AIM OF THE EXERCISE:
Would you please print the data a second time, exactly as it stands?

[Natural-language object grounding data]
==============================

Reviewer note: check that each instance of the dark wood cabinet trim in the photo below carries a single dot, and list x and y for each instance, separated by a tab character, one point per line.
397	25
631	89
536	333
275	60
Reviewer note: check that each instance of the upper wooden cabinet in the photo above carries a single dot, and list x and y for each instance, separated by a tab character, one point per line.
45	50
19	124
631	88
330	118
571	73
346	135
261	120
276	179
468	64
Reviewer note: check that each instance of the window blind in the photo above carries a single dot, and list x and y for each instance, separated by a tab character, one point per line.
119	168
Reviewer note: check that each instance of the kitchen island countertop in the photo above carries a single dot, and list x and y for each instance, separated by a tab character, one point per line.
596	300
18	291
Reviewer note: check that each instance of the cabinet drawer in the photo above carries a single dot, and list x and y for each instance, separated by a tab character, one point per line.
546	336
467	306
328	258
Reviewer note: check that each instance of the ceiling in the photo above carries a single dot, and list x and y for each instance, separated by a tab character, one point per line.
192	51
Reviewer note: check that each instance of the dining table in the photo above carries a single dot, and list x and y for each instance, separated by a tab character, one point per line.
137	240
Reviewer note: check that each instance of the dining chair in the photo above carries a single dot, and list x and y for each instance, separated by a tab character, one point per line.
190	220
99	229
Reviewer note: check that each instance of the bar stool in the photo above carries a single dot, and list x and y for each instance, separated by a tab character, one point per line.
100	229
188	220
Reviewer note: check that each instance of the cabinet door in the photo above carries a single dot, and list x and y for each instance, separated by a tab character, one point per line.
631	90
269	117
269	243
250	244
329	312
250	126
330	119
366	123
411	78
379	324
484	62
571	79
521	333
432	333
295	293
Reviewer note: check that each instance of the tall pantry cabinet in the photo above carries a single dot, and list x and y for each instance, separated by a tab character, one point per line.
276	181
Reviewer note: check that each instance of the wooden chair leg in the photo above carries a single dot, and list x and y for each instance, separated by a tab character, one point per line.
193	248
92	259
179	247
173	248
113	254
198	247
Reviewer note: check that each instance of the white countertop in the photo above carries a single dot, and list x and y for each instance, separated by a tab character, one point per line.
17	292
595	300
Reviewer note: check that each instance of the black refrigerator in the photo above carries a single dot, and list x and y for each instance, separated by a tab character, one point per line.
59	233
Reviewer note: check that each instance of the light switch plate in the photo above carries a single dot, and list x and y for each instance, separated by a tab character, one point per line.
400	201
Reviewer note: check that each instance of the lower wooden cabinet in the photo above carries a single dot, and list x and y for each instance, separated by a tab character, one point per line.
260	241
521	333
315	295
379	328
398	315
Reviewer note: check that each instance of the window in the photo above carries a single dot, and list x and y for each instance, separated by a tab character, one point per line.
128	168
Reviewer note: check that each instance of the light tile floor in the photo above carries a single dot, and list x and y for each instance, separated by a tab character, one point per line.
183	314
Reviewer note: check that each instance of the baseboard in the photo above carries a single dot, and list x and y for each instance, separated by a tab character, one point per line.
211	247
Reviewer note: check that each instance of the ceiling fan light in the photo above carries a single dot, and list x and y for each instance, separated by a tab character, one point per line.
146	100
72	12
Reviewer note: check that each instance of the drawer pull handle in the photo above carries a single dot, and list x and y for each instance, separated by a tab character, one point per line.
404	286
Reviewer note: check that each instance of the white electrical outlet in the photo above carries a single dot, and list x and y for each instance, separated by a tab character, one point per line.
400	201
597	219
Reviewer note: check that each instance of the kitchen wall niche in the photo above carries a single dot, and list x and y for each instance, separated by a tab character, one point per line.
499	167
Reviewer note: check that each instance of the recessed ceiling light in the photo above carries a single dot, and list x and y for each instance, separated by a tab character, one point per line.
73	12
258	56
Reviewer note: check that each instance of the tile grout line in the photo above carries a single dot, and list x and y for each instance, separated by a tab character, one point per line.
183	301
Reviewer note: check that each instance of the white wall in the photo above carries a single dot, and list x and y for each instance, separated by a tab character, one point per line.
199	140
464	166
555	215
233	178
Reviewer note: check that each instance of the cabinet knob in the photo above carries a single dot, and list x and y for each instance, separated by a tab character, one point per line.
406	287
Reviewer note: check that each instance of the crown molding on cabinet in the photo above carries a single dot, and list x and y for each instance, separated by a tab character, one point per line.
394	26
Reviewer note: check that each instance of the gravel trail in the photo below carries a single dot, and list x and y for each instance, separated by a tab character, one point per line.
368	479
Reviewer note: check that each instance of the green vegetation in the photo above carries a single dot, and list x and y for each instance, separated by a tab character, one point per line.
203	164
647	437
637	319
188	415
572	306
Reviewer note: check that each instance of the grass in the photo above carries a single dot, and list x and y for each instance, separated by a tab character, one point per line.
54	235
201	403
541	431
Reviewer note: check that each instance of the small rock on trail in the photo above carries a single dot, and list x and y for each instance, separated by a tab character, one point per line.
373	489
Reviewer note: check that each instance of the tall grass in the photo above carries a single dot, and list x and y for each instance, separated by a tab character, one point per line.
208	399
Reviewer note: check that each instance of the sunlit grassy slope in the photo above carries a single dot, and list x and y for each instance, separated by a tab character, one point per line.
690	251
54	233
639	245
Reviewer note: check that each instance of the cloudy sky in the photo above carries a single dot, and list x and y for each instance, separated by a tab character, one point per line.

==============================

FINISHED TASK:
Reviewer note: check that each instance of the dark wood cabinet trim in the photo below carries a single dot, and list x and y for each instance, separated by a tab character, one point per line.
397	25
631	89
536	333
275	60
Reviewer note: check that each instance of the upper wooden cabinet in the photo above carries a single dot, and list x and y for each instance, separated by a tab character, one point per line.
45	50
19	124
631	88
330	118
571	73
346	135
261	120
276	179
468	64
Reviewer note: check that each instance of the window blind in the photo above carries a single dot, and list x and y for each instance, separated by a tab character, one point per line.
119	168
Reviewer note: check that each instance of the kitchen island countertop in the photo above carries a single dot, and list x and y for each instance, separated by a tab character, one point per line.
596	300
18	291
Reviewer note: check that each instance of the cabinet drawer in the photo above carries a single dot, and list x and y for each instance, separated by a tab character, one point per line.
546	336
467	306
328	258
Reviewer note: check that each instance of the ceiling in the photo above carries a single dot, and list x and y for each instance, separated by a tab character, one point per line.
192	51
Reviewer note: check that each instance of the dining table in the photo above carries a single dot, and list x and y for each instance, separated by a tab character, one point per line.
137	240
Reviewer note: check that each instance of the dining chair in the photo above carries a single dot, and list x and y for each instance, separated by a tab character, one point per line.
190	220
99	229
Reviewer note: check that each instance of the bar stool in the photo above carries a single dot, and list x and y for each instance, separated by a tab character, one point per line.
100	229
188	220
Reviewer note: check that each instance of the cabinet door in the photo above carries a single dot, and list x and y for each instance, separated by a tab character, one point per line.
631	90
269	117
269	243
250	244
329	312
250	126
330	119
366	123
411	78
379	324
484	62
571	79
521	333
432	333
295	293
Reviewer note: check that each instance of the tall pantry cabinet in the photo above carries a single dot, and list x and y for each instance, separated by a tab character, one point per line.
276	181
Reviewer note: check that each instance of the wooden chair leg in the photo above carries a single dot, and list x and y for each instance, separated by a tab character, one point per line.
193	248
92	259
179	247
173	248
113	254
198	247
Reviewer note: check that each instance of the white countertop in the photo above carries a single dot, and list x and y for each instance, separated by a tab character, one point per line.
17	292
595	300
Reviewer note: check that each instance of the black refrigerator in the photo above carries a single dot, and list x and y for each instance, separated by a tab character, one point per line.
59	233
Reviewer note: check that each instance of the light switch plate in the photo above carries a single dot, and list x and y for each instance, separated by a tab character, one point per line.
400	201
Reviewer note: check that each instance of the lower wooden cabinet in the photo above carries a single dot, and list x and y for each instance, separated by a tab character, one point per line.
260	241
521	333
315	295
379	328
398	315
Reviewer note: check that each instance of the window in the photo above carries a single dot, and list x and y for each instance, separated by a tab character, one point per line.
128	168
Reviewer note: check that each instance of the light tile floor in the photo above carries a single dot, and list x and y for each instance, separated by a tab character, one point per line.
183	314
Reviewer note: check that each instance of the baseboard in the photo above carries a single dot, and list x and y for each instance, separated by a tab character, one point per line.
211	247
Reviewer note: check that each instance of the ceiling fan light in the photo above carries a single dot, and list x and y for each instance, separated by a tab character, one point per line.
146	100
72	12
Reviewer note: check that each instance of the drawer pull handle in the photo above carries a single dot, and list x and y for each instance, separated by a tab character, one point per line.
404	286
Reviewer note: check that each instance of the white electrical outlet in the photo above carries a single dot, and list x and y for each instance, separated by a tab character, one point per line.
400	201
597	219
Reviewer note: check that each instance of the kitchen wall niche in the photo above carries a single dot, and list x and y for each instance, separated by a tab character, one point per line.
499	167
Reviewer note: check that each instance of the recessed ceiling light in the photo above carries a single dot, and list x and y for each instance, separated by a tab character, one point per line.
73	12
258	56
Reviewer note: check that each instance of the tile grout line in the photo above carries a single dot, and list x and y for each instance, separated by a tab character, one point per line.
183	301
Reviewer note: check that each instance of the white wall in the photo above carries a single dot, and list x and y for each instance, separated by a tab character, one point per line.
199	140
464	166
555	215
233	178
Reviewer note: check that each instance of the cabinet knob in the photo above carries a single dot, and list x and y for each instance, separated by a tab character, one point per line.
406	287
Reviewer note: check that each instance of the crown molding on cabinet in the photo above carries a single dot, and list x and y for each instance, separated by a tab character, one point per line.
394	26
Reviewer note: check that each instance of the gravel trail in the photo below carries a single dot, and list x and y for each instance, separated by a tab character, one point per line.
368	479
Reviewer note: check that each instance of the green vegetation in the photo above carries a single dot, and list x and y for each instance, separated by a tab character, one point per line.
203	164
647	437
637	319
188	415
572	306
Reviewer note: check that each instance of the grass in the photo above carries a single dot, and list x and y for each instance, separated by a tab character, one point per line.
54	235
201	403
541	431
Reviewer note: check that each instance of the small rock on trail in the photo above carries a single dot, and list x and y for each instance, separated by a tab character, one point per line.
373	489
Reviewer note: check that each instance of the tall grass in the photo above carries a single dot, and list x and y for each instance, separated by a tab character, one point per line.
208	399
Reviewer note: check that each instance of the sunlit grassy slope in the photo above carries a single dot, and list x and y for each instance, separated by a tab character, one point per line.
690	251
54	233
639	245
Reviewer note: check that each instance of the cloudy sky in the photo above carries a single dot, and list x and y for each instance, separated by a tab character, one point per line.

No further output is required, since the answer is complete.